---------- The data
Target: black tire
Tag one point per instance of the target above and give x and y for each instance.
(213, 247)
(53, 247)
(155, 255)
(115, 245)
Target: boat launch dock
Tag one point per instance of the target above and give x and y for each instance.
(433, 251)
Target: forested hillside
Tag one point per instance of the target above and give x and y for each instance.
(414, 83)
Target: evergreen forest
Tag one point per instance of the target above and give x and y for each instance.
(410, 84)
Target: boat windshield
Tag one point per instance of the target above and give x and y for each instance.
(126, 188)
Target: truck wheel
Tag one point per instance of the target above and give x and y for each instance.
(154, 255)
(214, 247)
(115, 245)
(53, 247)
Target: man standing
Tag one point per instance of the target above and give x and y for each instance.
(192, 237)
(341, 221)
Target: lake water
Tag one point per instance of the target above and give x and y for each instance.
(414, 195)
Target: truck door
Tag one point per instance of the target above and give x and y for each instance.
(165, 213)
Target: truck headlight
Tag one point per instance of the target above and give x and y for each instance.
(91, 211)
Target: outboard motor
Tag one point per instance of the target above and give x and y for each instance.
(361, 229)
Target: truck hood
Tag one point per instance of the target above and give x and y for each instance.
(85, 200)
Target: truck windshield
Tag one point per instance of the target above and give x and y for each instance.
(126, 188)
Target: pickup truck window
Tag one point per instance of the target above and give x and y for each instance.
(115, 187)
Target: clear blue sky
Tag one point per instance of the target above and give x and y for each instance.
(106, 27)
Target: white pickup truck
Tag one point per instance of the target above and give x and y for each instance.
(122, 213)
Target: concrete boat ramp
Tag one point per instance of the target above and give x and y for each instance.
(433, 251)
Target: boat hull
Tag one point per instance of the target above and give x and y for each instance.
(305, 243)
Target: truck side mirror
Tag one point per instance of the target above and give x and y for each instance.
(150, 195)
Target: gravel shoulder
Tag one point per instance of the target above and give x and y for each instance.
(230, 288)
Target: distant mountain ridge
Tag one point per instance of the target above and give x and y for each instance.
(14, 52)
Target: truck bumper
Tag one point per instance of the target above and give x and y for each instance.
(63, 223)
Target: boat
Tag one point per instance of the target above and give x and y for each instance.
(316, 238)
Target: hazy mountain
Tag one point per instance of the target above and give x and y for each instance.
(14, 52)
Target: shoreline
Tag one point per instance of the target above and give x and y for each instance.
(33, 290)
--------------------
Your objective: Every entry is to be restated word for word.

Task answer:
Target: black tire
Tag one point per instance of the target above and give x and y for each instance.
(213, 247)
(53, 247)
(155, 255)
(115, 245)
Target: boat launch dock
Tag one point per instance of the target above and give x and y for each instance.
(433, 251)
Target: forested hillside
Tag one point per instance of the target above and give x and y for each instance.
(414, 83)
Target: evergreen forest
Tag one point per instance of the target above and give x and y for each instance.
(410, 84)
Target: boat windshield
Tag one point per instance of the target above and give x and y for each instance.
(126, 188)
Target: truck wheel
Tag one point per instance of the target above and give x and y for each instance.
(154, 255)
(214, 247)
(115, 245)
(53, 247)
Target: man standing
Tag one point per instance of the target above and give x and y for each instance.
(192, 237)
(341, 221)
Target: lake water
Tag one point per instance of the target above and give x and y for each instance.
(414, 195)
Target: truck door
Tag one point per instance of the target above and give x and y for each instance.
(165, 213)
Target: truck headlight
Tag one point per instance of the target above and give x and y for each instance.
(91, 211)
Target: outboard motor
Tag one point per instance of the target above and give x and y for each instance.
(361, 229)
Target: truck hood
Tag one point per instance of the target above and give x and y for each instance.
(85, 200)
Target: truck windshield
Tag one point per instance of the target above and give x and y for each instance.
(126, 188)
Target: pickup truck window
Tag one point per instance of the target above and give x and y for each instance.
(115, 187)
Target: clear blue sky
Tag one point per instance of the target above and give x and y for each instance.
(106, 27)
Target: white pickup truck
Tag one point per instance of the target above and give x and y for each instance.
(122, 213)
Target: concrete boat ramp
Tag one point per instance of the target above and give x and y for each instance.
(433, 251)
Target: boat hull
Tag one point per instance of the target above and give x and y for each instance.
(305, 243)
Target: truck side mirror
Tag one point per instance of the target above and give x and y for each instance.
(150, 195)
Target: gravel shoulder
Tag one point per instance of the target above and give x and y for each instance.
(230, 288)
Target: distant mountain ridge
Tag one point per instance of the target above and give x and y for each instance.
(14, 52)
Target: truck bumper
Tag one point per instance of the target above and give x and y for each instance.
(63, 223)
Target: boat
Tag one point per instance of the target above and give x and y for each instance.
(316, 238)
Target: hazy mountain
Tag one point per instance of the target above and give x and y for each instance.
(14, 52)
Target: shoreline
Tag one point per instance of the target above and give x and y for each instance.
(33, 290)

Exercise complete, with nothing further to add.